### Stated task 1
In the Favorita grocery sales notebook, which file holds the count of sales transactions for each date and each store?
### Stated task 2
Resume the Favorita grocery sales notebook, picking up right after its final sentence.

### Quoted text
* start *
***2017-12-31***

[Click here for a short video introduction of this kernel](https://youtu.be/12Dqik58SEo)

* [Introduction](#introduction)
* [Data](#data)
* [Preparations](#preparation)
* [Data exploration](#exploration)
    * [Stores Data](#store)
    * [Transaction Data](#transaction)
    * [Oil Data](#oil)
    * [Items Data](#item)
    * [Holiday Data](#holiday)
    

# Introduction<a id='introduction'></a>


This notebook is created for [ Corporación Favorita Grocery Sales Forecasting](https://www.kaggle.com/c/favorita-grocery-sales-forecasting) at Kaggle. The aim of this notebook is to get an ***intuitive and interactive analysis*** on supplementary data. 

We created this notebook with python ([pandas](http://pandas.pydata.org/)) and visualization toolboxs ([plotly](https://plot.ly/python/), [squarify](https://github.com/laserson/squarify)). And I obtained the geo information of Ecuador from [VictorGrobberio](https://www.kaggle.com/victorgrobberio/datasets), and it enables us to put sales data onto the map of Ecuador, which makes analysis much more intuitive. 

**Here is my [LinkedIn](https://www.linkedin.com/in/botao-deng-9a632a104/) profile, and if you wanted a discussion with regard to the content of this notebook, feel free to connect. BTW, I'm open to data-related position for now, so if you think I can contribute to your company after reading this notebook, please let me know. :)**

# Data <a id='data)'></a>

There are five supplementary files in this challenge, and each of them provided information below([source](https://www.kaggle.com/c/favorita-grocery-sales-forecasting/data)):

 `stores.csv:` Metadata of a store, including the `city` , `state`, `type` and `cluster` it belongs to.
 
 `transactions.csv:` The count of sales transactions for each date and each store.
 
 `oil.csv:` Daily oil price. Includes values during both the train and test data timeframe. (Ecuador is an oil-dependent country and it's economical health is highly vulnerable to shocks in oil prices.)
 
 `items.csv:` Metadata of an item. including which `family` and `class` it belongs to and if it's `perishable` or not.
 
 `holidays_events.csv:` Holidays in Ecuador. Some holidays can be transferred to another day (possibly from weekend to weekday)
* end *
### Data segment
* start *
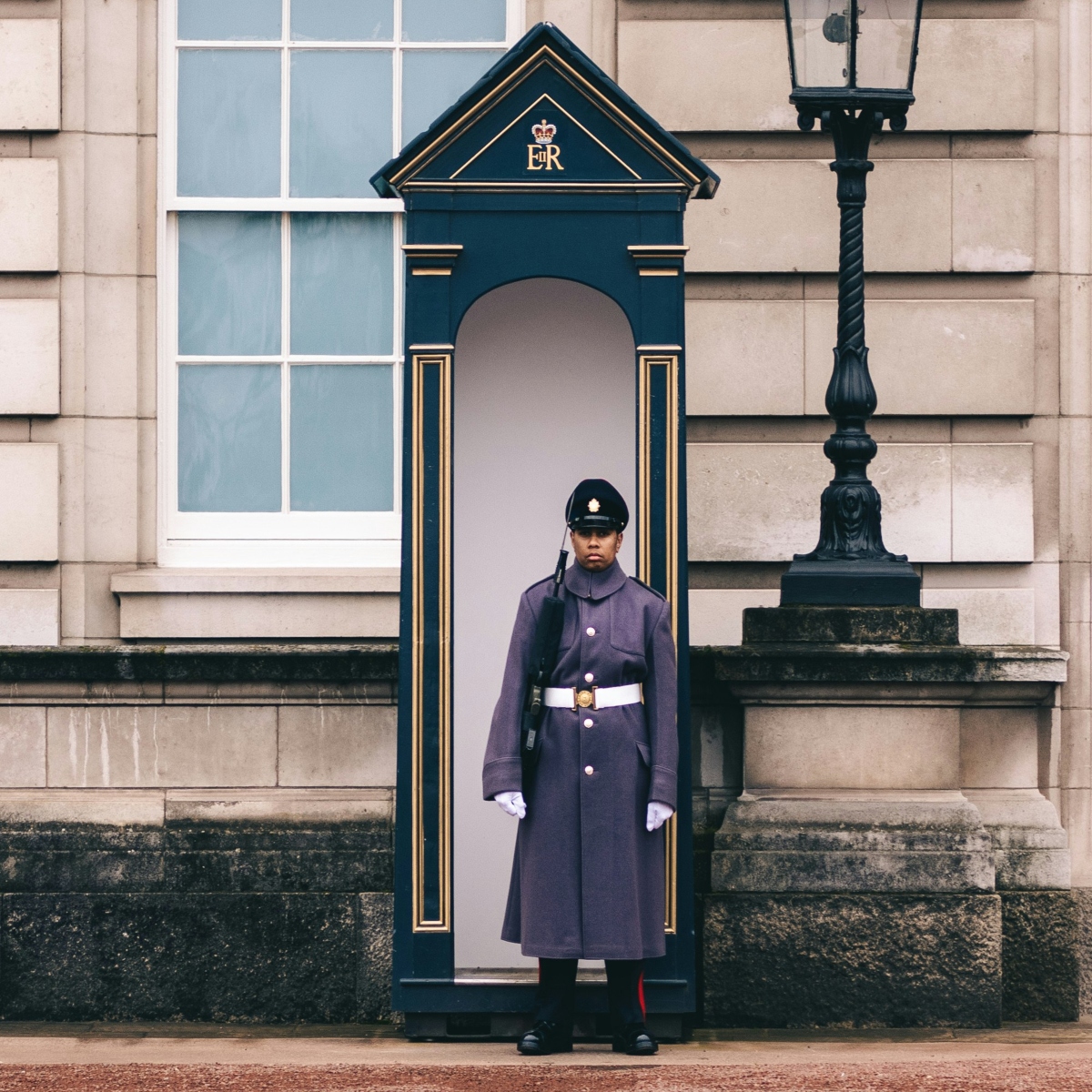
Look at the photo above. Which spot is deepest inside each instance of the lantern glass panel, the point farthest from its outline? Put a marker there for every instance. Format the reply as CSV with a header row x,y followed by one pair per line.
x,y
885,43
820,31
* end *
### Exercise result 1
transactions.csv

### Exercise result 2
# Preparations <a id='preparation'></a>

In [None]:
import pandas as pd
import numpy as np
import plotly.graph_objs as go
import plotly.tools as tls
import plotly.plotly as py
import plotly.offline as py
import squarify
import seaborn as sns
import geojson
import IPython.display

py.init_notebook_mode(connected=True)

In [None]:
items = pd.read_csv('../input/favorita-grocery-sales-forecasting/items.csv')
holiday = pd.read_csv("../input/favorita-grocery-sales-forecasting/holidays_events.csv")
stores = pd.read_csv("../input/favorita-grocery-sales-forecasting/stores.csv")
oil = pd.read_csv("../input/favorita-grocery-sales-forecasting/oil.csv")
transaction = pd.read_csv("../input/favorita-grocery-sales-forecasting/transactions.csv", parse_dates=['date'])
train = pd.read_csv("../input/favorita-grocery-sales-forecasting/train.csv", nrows=6000000, parse_dates=['date'])

# Data Exploration<a id='exploration'></a>

### Stores data<a id='store'></a>:

In [None]:
# Take a look at the data. 
# 22 cities, 16 states
stores.head(5)

In [None]:
stores['city'] = list(map(str.upper, stores['city']))
stores['state'] = list(map(str.upper, stores['state']))

In [None]:
number_of_stores_per_city = {}
store_per_type = stores.groupby(['city','type']).store_nbr.size().unstack().fillna(0)
store_per_cluster = stores.groupby(['city','cluster']).store_nbr.size().unstack().fillna(0)

for i, c in enumerate(stores.city.value_counts().index):
    number_of_stores_per_city[c] = [stores.city.value_counts().values[i]]
    number_of_stores_per_city[c].extend(store_per_type.loc[c].values)
    number_of_stores_per_city[c].extend(store_per_cluster.loc[c].values)

cities = [s.upper() for s in stores.city.unique()]
states = [s.upper() for s in stores.state.unique()]

In [None]:

with open("../input/ecuador-geo-info/ecuador.geojson") as json_file:
    json_data = geojson.load(json_file)

In [None]:
patches, lons, lats, text = [], [], [], []
for k, feature in enumerate(json_data['features']):
    state = feature['properties']['DPA_DESPRO']
    city = feature['properties']['DPA_DESCAN']
    
    if(city not in cities):
        continue
    
    m, M = np.array(feature["geometry"]["coordinates"][0][0])[:,0].max(), np.array(feature["geometry"]["coordinates"][0][0])[:,0].min()
    lons.append(0.5*(m+M))
    
    m, M = np.array(feature["geometry"]["coordinates"][0][0])[:,1].max(),np.array(feature["geometry"]["coordinates"][0][0])[:,1].min()
    lats.append(0.5*(m+M))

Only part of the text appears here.